**WHAT TO PRODUCE:**
Show every line of the data that includes the word "building".

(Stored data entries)
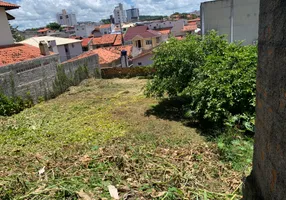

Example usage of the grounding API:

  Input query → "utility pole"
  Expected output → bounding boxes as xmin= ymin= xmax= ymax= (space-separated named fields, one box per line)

xmin=230 ymin=0 xmax=234 ymax=43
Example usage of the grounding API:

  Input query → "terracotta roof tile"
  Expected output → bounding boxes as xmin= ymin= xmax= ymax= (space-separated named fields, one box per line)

xmin=0 ymin=1 xmax=19 ymax=10
xmin=188 ymin=18 xmax=200 ymax=22
xmin=92 ymin=34 xmax=118 ymax=45
xmin=156 ymin=28 xmax=172 ymax=35
xmin=81 ymin=38 xmax=93 ymax=47
xmin=65 ymin=45 xmax=133 ymax=65
xmin=182 ymin=23 xmax=197 ymax=32
xmin=37 ymin=28 xmax=50 ymax=33
xmin=124 ymin=26 xmax=161 ymax=41
xmin=0 ymin=44 xmax=51 ymax=67
xmin=99 ymin=24 xmax=111 ymax=29
xmin=113 ymin=34 xmax=123 ymax=46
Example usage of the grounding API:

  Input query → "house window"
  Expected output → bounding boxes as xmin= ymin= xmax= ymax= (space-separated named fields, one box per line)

xmin=146 ymin=40 xmax=152 ymax=45
xmin=82 ymin=28 xmax=84 ymax=30
xmin=72 ymin=44 xmax=75 ymax=48
xmin=66 ymin=15 xmax=69 ymax=18
xmin=60 ymin=16 xmax=63 ymax=19
xmin=156 ymin=37 xmax=160 ymax=43
xmin=138 ymin=62 xmax=142 ymax=66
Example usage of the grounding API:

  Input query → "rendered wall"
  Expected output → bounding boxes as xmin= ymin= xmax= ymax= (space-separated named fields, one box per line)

xmin=201 ymin=0 xmax=259 ymax=45
xmin=243 ymin=0 xmax=286 ymax=199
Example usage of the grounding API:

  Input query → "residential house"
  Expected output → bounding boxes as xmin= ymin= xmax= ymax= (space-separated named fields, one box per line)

xmin=75 ymin=23 xmax=97 ymax=38
xmin=99 ymin=24 xmax=112 ymax=35
xmin=92 ymin=34 xmax=122 ymax=49
xmin=201 ymin=0 xmax=259 ymax=44
xmin=182 ymin=19 xmax=200 ymax=35
xmin=20 ymin=36 xmax=83 ymax=62
xmin=92 ymin=26 xmax=102 ymax=37
xmin=156 ymin=28 xmax=172 ymax=42
xmin=0 ymin=1 xmax=56 ymax=67
xmin=37 ymin=28 xmax=53 ymax=36
xmin=67 ymin=45 xmax=133 ymax=68
xmin=81 ymin=37 xmax=93 ymax=51
xmin=132 ymin=50 xmax=153 ymax=67
xmin=56 ymin=9 xmax=77 ymax=26
xmin=0 ymin=0 xmax=20 ymax=46
xmin=124 ymin=26 xmax=162 ymax=52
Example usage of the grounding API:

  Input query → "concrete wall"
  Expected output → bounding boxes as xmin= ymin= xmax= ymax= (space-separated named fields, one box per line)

xmin=0 ymin=53 xmax=99 ymax=101
xmin=57 ymin=43 xmax=83 ymax=62
xmin=201 ymin=0 xmax=259 ymax=45
xmin=133 ymin=53 xmax=153 ymax=67
xmin=243 ymin=0 xmax=286 ymax=199
xmin=75 ymin=24 xmax=95 ymax=37
xmin=0 ymin=7 xmax=14 ymax=46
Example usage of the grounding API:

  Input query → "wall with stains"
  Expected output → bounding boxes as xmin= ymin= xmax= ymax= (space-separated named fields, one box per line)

xmin=243 ymin=0 xmax=286 ymax=199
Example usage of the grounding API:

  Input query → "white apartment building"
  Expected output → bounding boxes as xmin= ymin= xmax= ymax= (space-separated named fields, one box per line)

xmin=113 ymin=3 xmax=126 ymax=24
xmin=56 ymin=9 xmax=77 ymax=26
xmin=126 ymin=7 xmax=139 ymax=22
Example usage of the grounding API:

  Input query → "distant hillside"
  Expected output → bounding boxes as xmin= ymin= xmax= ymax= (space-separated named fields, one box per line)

xmin=139 ymin=15 xmax=167 ymax=21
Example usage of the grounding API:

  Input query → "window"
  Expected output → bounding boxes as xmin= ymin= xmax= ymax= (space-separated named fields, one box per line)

xmin=146 ymin=40 xmax=152 ymax=45
xmin=82 ymin=28 xmax=84 ymax=30
xmin=66 ymin=15 xmax=69 ymax=18
xmin=60 ymin=16 xmax=63 ymax=19
xmin=156 ymin=37 xmax=160 ymax=43
xmin=72 ymin=44 xmax=75 ymax=48
xmin=138 ymin=62 xmax=142 ymax=66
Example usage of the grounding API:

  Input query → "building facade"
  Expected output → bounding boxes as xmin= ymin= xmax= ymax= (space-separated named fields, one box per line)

xmin=126 ymin=7 xmax=139 ymax=22
xmin=56 ymin=9 xmax=77 ymax=26
xmin=75 ymin=23 xmax=96 ymax=38
xmin=0 ymin=2 xmax=19 ymax=46
xmin=113 ymin=3 xmax=126 ymax=24
xmin=201 ymin=0 xmax=259 ymax=45
xmin=20 ymin=36 xmax=83 ymax=62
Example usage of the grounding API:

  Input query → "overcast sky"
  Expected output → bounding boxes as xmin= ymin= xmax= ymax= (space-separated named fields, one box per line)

xmin=8 ymin=0 xmax=209 ymax=30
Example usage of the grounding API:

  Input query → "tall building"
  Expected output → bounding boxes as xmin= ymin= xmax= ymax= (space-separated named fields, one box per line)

xmin=56 ymin=9 xmax=77 ymax=26
xmin=126 ymin=7 xmax=139 ymax=22
xmin=113 ymin=3 xmax=126 ymax=24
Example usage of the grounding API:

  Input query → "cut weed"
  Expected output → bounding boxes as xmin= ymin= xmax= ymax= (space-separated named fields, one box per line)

xmin=0 ymin=78 xmax=247 ymax=199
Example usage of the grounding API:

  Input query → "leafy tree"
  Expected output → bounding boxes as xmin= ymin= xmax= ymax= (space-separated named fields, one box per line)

xmin=10 ymin=25 xmax=24 ymax=42
xmin=46 ymin=22 xmax=62 ymax=31
xmin=146 ymin=31 xmax=258 ymax=132
xmin=101 ymin=19 xmax=111 ymax=24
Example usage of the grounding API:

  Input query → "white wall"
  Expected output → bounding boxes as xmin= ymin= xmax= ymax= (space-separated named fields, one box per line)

xmin=201 ymin=0 xmax=259 ymax=45
xmin=133 ymin=53 xmax=153 ymax=67
xmin=171 ymin=19 xmax=186 ymax=37
xmin=57 ymin=42 xmax=82 ymax=62
xmin=0 ymin=7 xmax=14 ymax=46
xmin=75 ymin=24 xmax=95 ymax=37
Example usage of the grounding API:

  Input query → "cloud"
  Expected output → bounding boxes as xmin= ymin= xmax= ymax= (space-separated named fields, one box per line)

xmin=8 ymin=0 xmax=207 ymax=30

**RESPONSE:**
  Input query → "white apartment building"
  Input query → "building facade"
  Input query → "tall building"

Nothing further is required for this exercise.